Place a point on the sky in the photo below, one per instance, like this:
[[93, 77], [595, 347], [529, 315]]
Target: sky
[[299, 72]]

----

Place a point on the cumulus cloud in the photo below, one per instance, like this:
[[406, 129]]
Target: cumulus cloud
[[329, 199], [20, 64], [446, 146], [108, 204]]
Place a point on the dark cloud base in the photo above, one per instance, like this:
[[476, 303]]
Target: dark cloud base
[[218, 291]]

----

Reproduce the data above word for word, starting at the line that contains "Place a point on the dark" and ending at the line that contains "[[218, 291]]". Include both of those lines.

Correct output -
Place a point on the dark cloud base in the photo above, one per instance, like this:
[[476, 303]]
Target: dark cloud base
[[218, 291]]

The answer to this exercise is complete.